What the task requires:
Could you set down every record below exactly as it appears?

□ □ □ □ □ □ □

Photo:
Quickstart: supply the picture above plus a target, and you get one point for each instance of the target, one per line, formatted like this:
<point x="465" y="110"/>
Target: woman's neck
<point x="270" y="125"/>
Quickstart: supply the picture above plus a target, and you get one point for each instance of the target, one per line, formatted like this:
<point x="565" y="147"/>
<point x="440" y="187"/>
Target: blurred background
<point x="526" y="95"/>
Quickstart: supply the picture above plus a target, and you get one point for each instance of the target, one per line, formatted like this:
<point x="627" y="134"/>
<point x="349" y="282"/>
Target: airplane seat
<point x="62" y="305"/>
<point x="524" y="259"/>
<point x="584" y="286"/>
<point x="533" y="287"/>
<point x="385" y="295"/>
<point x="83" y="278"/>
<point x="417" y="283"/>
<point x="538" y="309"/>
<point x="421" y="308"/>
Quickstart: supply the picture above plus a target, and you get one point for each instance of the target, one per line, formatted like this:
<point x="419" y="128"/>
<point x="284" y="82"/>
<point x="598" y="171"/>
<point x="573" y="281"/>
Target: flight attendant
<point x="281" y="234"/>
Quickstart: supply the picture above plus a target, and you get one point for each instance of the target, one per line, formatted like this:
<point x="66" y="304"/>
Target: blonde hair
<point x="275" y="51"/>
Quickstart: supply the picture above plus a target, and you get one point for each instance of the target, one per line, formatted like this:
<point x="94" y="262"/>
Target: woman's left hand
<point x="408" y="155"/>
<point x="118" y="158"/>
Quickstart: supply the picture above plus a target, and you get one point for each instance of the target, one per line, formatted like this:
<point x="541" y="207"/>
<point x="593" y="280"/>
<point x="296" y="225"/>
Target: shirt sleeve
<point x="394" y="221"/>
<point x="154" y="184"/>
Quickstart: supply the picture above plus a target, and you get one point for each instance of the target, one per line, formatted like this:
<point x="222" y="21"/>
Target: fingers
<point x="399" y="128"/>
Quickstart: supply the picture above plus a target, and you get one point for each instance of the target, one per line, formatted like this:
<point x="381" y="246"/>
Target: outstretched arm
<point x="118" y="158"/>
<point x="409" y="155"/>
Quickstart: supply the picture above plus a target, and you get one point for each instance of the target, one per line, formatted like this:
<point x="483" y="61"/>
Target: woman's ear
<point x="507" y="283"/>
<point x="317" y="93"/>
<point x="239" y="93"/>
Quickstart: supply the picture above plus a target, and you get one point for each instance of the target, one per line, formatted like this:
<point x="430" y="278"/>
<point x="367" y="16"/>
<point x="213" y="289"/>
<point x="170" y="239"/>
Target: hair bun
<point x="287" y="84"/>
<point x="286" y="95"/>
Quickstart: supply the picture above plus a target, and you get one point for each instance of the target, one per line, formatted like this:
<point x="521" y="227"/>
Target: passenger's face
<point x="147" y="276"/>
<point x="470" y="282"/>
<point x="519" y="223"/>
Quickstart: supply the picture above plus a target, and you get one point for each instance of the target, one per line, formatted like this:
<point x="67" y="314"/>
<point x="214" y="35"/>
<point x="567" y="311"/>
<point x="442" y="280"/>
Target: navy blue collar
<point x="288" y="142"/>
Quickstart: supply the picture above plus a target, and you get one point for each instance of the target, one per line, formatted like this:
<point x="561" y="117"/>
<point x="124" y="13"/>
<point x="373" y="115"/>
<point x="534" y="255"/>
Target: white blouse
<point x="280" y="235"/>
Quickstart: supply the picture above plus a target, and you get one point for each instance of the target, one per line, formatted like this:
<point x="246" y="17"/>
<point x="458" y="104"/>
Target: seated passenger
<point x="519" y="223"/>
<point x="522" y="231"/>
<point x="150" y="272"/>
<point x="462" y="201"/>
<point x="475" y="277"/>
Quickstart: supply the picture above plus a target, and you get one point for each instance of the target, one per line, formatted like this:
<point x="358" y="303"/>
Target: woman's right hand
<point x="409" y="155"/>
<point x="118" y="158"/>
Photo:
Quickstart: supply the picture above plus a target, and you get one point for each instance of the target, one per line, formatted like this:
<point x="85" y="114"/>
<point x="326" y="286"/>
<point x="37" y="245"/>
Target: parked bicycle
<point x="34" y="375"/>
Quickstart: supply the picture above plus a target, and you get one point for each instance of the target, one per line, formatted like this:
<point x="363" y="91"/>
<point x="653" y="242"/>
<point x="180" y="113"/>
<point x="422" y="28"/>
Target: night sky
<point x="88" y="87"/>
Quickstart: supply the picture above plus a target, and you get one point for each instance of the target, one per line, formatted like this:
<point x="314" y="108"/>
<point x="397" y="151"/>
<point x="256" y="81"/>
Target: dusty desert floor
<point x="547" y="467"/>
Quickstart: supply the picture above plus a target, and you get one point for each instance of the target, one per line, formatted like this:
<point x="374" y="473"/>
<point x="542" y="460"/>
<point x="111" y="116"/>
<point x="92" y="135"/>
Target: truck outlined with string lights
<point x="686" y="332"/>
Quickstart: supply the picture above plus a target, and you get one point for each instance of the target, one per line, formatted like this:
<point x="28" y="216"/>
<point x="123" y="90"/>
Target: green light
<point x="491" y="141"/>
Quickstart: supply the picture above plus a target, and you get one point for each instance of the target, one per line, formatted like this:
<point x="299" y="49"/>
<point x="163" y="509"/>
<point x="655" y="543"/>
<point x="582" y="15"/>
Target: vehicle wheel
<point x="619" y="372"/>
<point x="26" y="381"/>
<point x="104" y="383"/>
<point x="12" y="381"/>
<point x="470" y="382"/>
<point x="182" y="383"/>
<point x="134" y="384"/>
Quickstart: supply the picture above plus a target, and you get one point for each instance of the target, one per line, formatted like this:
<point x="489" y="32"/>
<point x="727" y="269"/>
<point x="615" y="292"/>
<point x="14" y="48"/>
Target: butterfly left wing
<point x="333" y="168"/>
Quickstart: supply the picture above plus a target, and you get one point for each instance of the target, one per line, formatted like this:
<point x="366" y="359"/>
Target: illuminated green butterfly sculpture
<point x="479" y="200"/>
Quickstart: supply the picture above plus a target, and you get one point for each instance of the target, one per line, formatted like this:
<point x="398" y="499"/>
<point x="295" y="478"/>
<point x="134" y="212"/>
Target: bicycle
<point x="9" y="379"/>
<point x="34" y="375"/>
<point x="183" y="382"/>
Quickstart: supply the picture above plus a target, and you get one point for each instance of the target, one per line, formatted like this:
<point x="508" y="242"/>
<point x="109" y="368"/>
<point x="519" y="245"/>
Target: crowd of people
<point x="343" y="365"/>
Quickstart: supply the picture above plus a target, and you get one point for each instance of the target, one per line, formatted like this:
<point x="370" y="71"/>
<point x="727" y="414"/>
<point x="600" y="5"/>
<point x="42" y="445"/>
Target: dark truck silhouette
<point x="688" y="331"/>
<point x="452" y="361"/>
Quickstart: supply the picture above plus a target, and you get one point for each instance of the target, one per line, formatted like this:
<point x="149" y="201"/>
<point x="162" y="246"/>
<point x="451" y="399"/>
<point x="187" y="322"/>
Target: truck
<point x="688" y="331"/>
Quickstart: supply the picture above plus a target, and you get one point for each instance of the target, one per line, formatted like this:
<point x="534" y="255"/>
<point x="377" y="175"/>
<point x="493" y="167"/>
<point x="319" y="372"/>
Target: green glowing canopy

□ □ □ □ □ □ □

Output of the task:
Photo:
Quickstart: supply the picture above plus a target, and you get one point for each instance of the target, one per line, formatted like this:
<point x="465" y="110"/>
Target: woman's neck
<point x="270" y="125"/>
Quickstart: supply the picture above plus a target, and you get one point for each instance of the target, one per line, formatted like this:
<point x="565" y="147"/>
<point x="440" y="187"/>
Target: blurred background
<point x="526" y="95"/>
Quickstart: supply the picture above plus a target, and you get one point for each instance of the target, one per line, formatted like this:
<point x="627" y="134"/>
<point x="349" y="282"/>
Target: airplane seat
<point x="62" y="305"/>
<point x="524" y="259"/>
<point x="584" y="286"/>
<point x="533" y="287"/>
<point x="385" y="295"/>
<point x="83" y="278"/>
<point x="417" y="283"/>
<point x="538" y="309"/>
<point x="421" y="308"/>
Quickstart: supply the picture above plus a target, and you get one point for each instance of the target, one per line, formatted like this:
<point x="419" y="128"/>
<point x="284" y="82"/>
<point x="598" y="171"/>
<point x="573" y="281"/>
Target: flight attendant
<point x="281" y="234"/>
Quickstart: supply the picture above plus a target, and you get one point for each instance of the target, one per line, formatted like this:
<point x="66" y="304"/>
Target: blonde hair
<point x="275" y="51"/>
Quickstart: supply the picture above plus a target, and you get one point for each instance of the target, one per line, formatted like this:
<point x="94" y="262"/>
Target: woman's left hand
<point x="408" y="155"/>
<point x="118" y="158"/>
Quickstart: supply the picture above plus a target, and you get one point for each instance of the target, one per line, formatted like this:
<point x="541" y="207"/>
<point x="593" y="280"/>
<point x="296" y="225"/>
Target: shirt sleeve
<point x="394" y="221"/>
<point x="154" y="184"/>
Quickstart: supply the picture above plus a target, and you get one point for each instance of the target, one per line, formatted like this:
<point x="222" y="21"/>
Target: fingers
<point x="399" y="128"/>
Quickstart: supply the picture above plus a target, and you get one point for each instance of the target, one per line, formatted like this:
<point x="381" y="246"/>
Target: outstretched arm
<point x="118" y="158"/>
<point x="409" y="155"/>
Quickstart: supply the picture above plus a target, and you get one point for each instance of the target, one per line, formatted like this:
<point x="483" y="61"/>
Target: woman's ear
<point x="507" y="283"/>
<point x="317" y="93"/>
<point x="239" y="93"/>
Quickstart: supply the picture above plus a target, and you get one point for each instance of the target, one per line, formatted like this:
<point x="430" y="278"/>
<point x="367" y="16"/>
<point x="213" y="289"/>
<point x="170" y="239"/>
Target: hair bun
<point x="287" y="84"/>
<point x="286" y="95"/>
Quickstart: supply the picture above plus a target, and you get one point for each instance of the target, one per line, formatted like this:
<point x="521" y="227"/>
Target: passenger's face
<point x="147" y="276"/>
<point x="470" y="282"/>
<point x="519" y="223"/>
Quickstart: supply the picture above plus a target, and you get one point for each instance of the target, one per line, formatted like this:
<point x="67" y="314"/>
<point x="214" y="35"/>
<point x="567" y="311"/>
<point x="442" y="280"/>
Target: navy blue collar
<point x="288" y="142"/>
Quickstart: supply the picture above plus a target, and you get one point for each instance of the target, one per line, formatted like this:
<point x="561" y="117"/>
<point x="124" y="13"/>
<point x="373" y="115"/>
<point x="534" y="255"/>
Target: white blouse
<point x="280" y="235"/>
Quickstart: supply the picture above plus a target, and you get one point for each instance of the target, one per line, formatted like this:
<point x="246" y="17"/>
<point x="458" y="104"/>
Target: seated passenger
<point x="519" y="223"/>
<point x="522" y="231"/>
<point x="150" y="272"/>
<point x="462" y="201"/>
<point x="475" y="277"/>
Quickstart: supply the picture above plus a target, and you get one point for each instance of the target, one per line, formatted like this:
<point x="358" y="303"/>
Target: woman's right hand
<point x="409" y="155"/>
<point x="118" y="158"/>
Photo:
Quickstart: supply the picture above plus a target, and you get one point for each instance of the target, one per line, formatted like this:
<point x="85" y="114"/>
<point x="326" y="286"/>
<point x="37" y="245"/>
Target: parked bicycle
<point x="34" y="375"/>
Quickstart: supply the picture above plus a target, and you get one point for each instance of the target, one per line, formatted like this:
<point x="363" y="91"/>
<point x="653" y="242"/>
<point x="180" y="113"/>
<point x="422" y="28"/>
Target: night sky
<point x="88" y="87"/>
Quickstart: supply the picture above plus a target, and you get one point for each instance of the target, one per line, formatted like this:
<point x="314" y="108"/>
<point x="397" y="151"/>
<point x="256" y="81"/>
Target: dusty desert floor
<point x="547" y="467"/>
Quickstart: supply the picture above plus a target, and you get one point for each instance of the target, one per line, formatted like this:
<point x="374" y="473"/>
<point x="542" y="460"/>
<point x="111" y="116"/>
<point x="92" y="135"/>
Target: truck outlined with string lights
<point x="686" y="332"/>
Quickstart: supply the picture above plus a target, and you get one point for each instance of the target, one per line, formatted like this:
<point x="28" y="216"/>
<point x="123" y="90"/>
Target: green light
<point x="491" y="141"/>
Quickstart: supply the picture above plus a target, and you get one point for each instance of the target, one per line, formatted like this:
<point x="299" y="49"/>
<point x="163" y="509"/>
<point x="655" y="543"/>
<point x="582" y="15"/>
Target: vehicle wheel
<point x="619" y="372"/>
<point x="26" y="381"/>
<point x="104" y="383"/>
<point x="12" y="381"/>
<point x="470" y="382"/>
<point x="182" y="383"/>
<point x="134" y="384"/>
Quickstart: supply the picture above plus a target, and you get one point for each instance of the target, one per line, formatted like this:
<point x="489" y="32"/>
<point x="727" y="269"/>
<point x="615" y="292"/>
<point x="14" y="48"/>
Target: butterfly left wing
<point x="333" y="168"/>
Quickstart: supply the picture above plus a target, and you get one point for each instance of the target, one per line, formatted like this:
<point x="366" y="359"/>
Target: illuminated green butterfly sculpture
<point x="479" y="200"/>
Quickstart: supply the picture above plus a target, and you get one point for each instance of the target, one per line, formatted like this:
<point x="398" y="499"/>
<point x="295" y="478"/>
<point x="134" y="212"/>
Target: bicycle
<point x="9" y="379"/>
<point x="34" y="375"/>
<point x="183" y="382"/>
Quickstart: supply the picture above plus a target, and you get one point for each instance of the target, one per line, formatted like this:
<point x="508" y="242"/>
<point x="109" y="368"/>
<point x="519" y="245"/>
Target: crowd of people
<point x="343" y="365"/>
Quickstart: supply the picture above plus a target, and you get one point for each instance of the target, one per line, formatted like this:
<point x="370" y="71"/>
<point x="727" y="414"/>
<point x="600" y="5"/>
<point x="42" y="445"/>
Target: dark truck silhouette
<point x="688" y="331"/>
<point x="452" y="361"/>
Quickstart: supply the picture above plus a target, and you get one point for each instance of the target, one per line, formatted like this:
<point x="149" y="201"/>
<point x="162" y="246"/>
<point x="451" y="399"/>
<point x="187" y="322"/>
Target: truck
<point x="688" y="331"/>
Quickstart: supply the picture above plus a target, and you get one point for each instance of the target, one per line, formatted like this:
<point x="534" y="255"/>
<point x="377" y="175"/>
<point x="493" y="167"/>
<point x="319" y="372"/>
Target: green glowing canopy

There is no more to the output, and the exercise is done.